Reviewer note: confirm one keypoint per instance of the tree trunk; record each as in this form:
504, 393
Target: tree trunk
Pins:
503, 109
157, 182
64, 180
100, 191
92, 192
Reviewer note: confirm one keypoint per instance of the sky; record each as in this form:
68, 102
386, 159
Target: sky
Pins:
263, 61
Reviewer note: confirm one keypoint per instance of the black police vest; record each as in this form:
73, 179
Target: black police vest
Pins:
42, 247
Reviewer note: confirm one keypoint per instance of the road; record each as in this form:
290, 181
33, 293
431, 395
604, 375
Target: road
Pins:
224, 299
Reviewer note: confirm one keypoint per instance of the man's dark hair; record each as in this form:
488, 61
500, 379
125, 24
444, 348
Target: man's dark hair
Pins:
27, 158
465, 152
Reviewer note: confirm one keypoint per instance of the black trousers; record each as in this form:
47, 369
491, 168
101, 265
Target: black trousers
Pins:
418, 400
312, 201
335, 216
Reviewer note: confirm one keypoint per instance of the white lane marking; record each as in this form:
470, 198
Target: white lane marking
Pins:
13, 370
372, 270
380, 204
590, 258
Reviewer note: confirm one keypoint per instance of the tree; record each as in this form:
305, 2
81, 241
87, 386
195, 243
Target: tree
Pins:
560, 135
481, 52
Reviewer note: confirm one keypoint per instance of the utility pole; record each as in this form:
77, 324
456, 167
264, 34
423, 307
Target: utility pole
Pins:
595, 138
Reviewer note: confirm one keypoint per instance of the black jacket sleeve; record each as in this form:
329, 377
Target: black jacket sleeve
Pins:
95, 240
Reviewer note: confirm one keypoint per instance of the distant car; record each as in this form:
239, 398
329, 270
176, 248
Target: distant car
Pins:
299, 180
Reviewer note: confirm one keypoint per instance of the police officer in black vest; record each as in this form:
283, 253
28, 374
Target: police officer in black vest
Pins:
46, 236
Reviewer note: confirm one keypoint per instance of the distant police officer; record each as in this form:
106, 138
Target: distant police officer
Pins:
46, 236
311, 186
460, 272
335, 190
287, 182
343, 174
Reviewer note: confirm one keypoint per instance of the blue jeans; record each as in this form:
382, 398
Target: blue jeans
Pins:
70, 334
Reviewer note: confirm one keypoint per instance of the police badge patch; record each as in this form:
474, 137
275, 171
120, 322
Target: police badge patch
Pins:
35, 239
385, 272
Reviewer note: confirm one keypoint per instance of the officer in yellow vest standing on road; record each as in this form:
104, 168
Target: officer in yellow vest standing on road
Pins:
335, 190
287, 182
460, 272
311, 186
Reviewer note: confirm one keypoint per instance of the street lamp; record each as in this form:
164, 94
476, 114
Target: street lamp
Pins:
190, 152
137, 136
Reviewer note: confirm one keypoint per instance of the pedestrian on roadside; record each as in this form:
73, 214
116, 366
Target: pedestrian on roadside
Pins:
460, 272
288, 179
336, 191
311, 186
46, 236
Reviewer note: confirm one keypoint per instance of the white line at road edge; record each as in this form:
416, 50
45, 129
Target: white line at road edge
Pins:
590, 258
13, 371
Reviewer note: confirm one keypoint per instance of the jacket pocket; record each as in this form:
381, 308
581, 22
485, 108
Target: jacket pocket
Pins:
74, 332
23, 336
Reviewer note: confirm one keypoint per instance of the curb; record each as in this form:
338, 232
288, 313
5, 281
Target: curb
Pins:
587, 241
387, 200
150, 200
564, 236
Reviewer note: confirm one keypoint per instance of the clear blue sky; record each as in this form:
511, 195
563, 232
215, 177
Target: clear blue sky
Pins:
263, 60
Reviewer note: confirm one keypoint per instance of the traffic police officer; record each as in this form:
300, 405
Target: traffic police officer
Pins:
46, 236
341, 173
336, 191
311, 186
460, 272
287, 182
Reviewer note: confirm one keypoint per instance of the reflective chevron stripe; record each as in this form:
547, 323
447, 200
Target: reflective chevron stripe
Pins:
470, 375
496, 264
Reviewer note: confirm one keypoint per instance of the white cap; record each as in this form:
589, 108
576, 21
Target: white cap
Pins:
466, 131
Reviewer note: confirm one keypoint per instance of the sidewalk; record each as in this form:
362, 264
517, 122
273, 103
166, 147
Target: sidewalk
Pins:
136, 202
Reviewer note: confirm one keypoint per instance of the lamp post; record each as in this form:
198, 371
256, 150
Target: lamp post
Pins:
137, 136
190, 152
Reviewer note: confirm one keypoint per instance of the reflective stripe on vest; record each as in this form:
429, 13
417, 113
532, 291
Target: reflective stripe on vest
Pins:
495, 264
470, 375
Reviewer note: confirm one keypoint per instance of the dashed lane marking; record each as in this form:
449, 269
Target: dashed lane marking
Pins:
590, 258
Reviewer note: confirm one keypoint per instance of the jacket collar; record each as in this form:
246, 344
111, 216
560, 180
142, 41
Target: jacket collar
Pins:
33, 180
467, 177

§

### YOUR OBJECTIVE
Going through the records above line by line, count those that hold the word "patch", and answer with the number only.

### ANSWER FOR THIS EXERCISE
2